Para los experimentos se emplearon los siguientes parámetros:
- Sensores: 5
- Volúmenes de datos en días: 7, 15, 30, 60

En el caso de PostgreSQL, el tamaño del batch corresponde siempre al total de datos generados para cada volumen, es decir, toda la inserción se realiza en una sola operación masiva. Para Cassandra, se evaluaron diferentes tamaños de batch (100, 200, 500 y 1000) para analizar su impacto en el rendimiento.

La tabla de resultados presenta una columna para PostgreSQL y una columna para cada tamaño de batch en Cassandra, agrupando los resultados por volumen de datos (días).

Este enfoque permite comparar de manera clara el efecto del tamaño de batch en Cassandra y la diferencia de desempeño respecto a PostgreSQL.

In [70]:
insert_test()

Prueba de inserción de datos:


Prueba de inserción de datos:


Unnamed: 0,dias,postgres,cassandra(100),cassandra(200),cassandra(500),cassandra(1000)
0,7,2.109822,30.822227,15.861103,4.538761,4.344583
1,15,3.271147,66.552932,34.268575,15.353234,8.453861
2,30,143.133282,130.770741,5650.858164,30.523972,17.589561
3,60,13.444289,999.740117,509.043554,61.017116,36.38892


#### Propuesta de Optimización: Inserción Asíncrona y Concurrente

Para mejorar el rendimiento en la inserción masiva de datos, se propone el uso de estrategias asíncronas y concurrentes tanto en Cassandra como en PostgreSQL:

- **Cassandra:** Utilizar `execute_async` para enviar múltiples lotes (batches) en paralelo, controlando la cantidad de operaciones simultáneas con un parámetro de workers. Esto permite aprovechar mejor los recursos del clúster y reducir el tiempo total de inserción.
======
Enunciado del ejercicio a >>
Determine cuántas líneas del listado contienen la cadena "panel", teniendo en cuenta las mayúsculas y minúsculas. Responda únicamente con el número.
El texto y el listado no guardan ninguna relación entre sí.
======
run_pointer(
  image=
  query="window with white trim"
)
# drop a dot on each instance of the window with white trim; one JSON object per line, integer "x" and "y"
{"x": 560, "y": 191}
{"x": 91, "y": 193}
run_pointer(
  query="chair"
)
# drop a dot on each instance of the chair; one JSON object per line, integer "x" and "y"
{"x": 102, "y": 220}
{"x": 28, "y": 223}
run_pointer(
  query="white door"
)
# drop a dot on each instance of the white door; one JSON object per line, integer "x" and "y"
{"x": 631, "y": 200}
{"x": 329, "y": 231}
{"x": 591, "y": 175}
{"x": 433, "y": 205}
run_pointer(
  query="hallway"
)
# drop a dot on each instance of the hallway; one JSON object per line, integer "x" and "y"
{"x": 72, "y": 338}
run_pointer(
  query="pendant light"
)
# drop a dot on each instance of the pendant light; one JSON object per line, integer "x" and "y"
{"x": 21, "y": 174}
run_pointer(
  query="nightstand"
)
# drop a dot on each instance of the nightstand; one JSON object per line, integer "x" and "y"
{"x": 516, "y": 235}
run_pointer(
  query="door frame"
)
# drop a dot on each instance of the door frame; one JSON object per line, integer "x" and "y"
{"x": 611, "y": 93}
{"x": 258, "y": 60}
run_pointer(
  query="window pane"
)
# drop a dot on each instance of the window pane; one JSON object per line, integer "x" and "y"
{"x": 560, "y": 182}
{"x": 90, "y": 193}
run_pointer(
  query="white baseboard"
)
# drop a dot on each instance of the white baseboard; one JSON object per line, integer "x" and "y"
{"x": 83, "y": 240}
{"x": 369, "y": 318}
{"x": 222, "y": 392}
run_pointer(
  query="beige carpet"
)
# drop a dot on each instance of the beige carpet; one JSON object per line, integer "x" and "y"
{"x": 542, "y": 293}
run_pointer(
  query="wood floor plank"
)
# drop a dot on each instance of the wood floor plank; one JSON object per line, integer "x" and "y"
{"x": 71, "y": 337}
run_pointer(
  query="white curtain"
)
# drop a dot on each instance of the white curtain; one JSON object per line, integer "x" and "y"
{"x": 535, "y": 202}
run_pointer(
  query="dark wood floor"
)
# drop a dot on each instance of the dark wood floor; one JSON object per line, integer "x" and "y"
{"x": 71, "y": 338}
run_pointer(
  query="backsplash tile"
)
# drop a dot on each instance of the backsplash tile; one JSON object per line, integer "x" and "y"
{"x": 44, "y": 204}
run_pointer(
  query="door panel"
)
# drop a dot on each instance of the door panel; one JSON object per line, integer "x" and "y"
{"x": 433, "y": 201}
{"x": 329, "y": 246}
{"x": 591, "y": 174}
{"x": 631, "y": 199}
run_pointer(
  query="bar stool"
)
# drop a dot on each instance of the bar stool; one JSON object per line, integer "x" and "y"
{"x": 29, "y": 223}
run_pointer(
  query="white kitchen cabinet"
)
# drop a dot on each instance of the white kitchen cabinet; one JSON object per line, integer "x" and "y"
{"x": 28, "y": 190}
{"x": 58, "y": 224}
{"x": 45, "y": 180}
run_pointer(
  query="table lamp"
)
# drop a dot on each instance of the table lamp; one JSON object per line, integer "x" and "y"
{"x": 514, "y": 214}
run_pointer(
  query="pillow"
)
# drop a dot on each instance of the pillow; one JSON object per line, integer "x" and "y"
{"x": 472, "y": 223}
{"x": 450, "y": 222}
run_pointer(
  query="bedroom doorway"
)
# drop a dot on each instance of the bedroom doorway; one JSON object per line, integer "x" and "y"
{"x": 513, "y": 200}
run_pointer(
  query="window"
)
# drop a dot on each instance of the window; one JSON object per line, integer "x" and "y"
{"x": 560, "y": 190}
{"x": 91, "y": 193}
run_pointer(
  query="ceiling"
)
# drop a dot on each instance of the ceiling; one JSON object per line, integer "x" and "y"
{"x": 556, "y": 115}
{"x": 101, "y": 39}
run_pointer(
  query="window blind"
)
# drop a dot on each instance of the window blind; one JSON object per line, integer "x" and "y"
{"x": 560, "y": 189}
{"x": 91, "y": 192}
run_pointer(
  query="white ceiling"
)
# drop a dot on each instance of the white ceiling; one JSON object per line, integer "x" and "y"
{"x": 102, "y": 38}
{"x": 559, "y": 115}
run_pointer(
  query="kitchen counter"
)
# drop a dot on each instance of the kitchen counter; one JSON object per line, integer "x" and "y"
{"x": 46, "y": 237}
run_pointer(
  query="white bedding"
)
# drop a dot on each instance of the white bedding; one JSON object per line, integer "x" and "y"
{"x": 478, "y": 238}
======
Enunciado del ejercicio b >>
Enumere todos los tamaños de batch que se evaluaron para Cassandra según el texto sobre las pruebas de inserción en PostgreSQL y Cassandra.

Resultado del ejercicio a >>
2

Resultado del ejercicio b >>
100, 200, 500 y 1000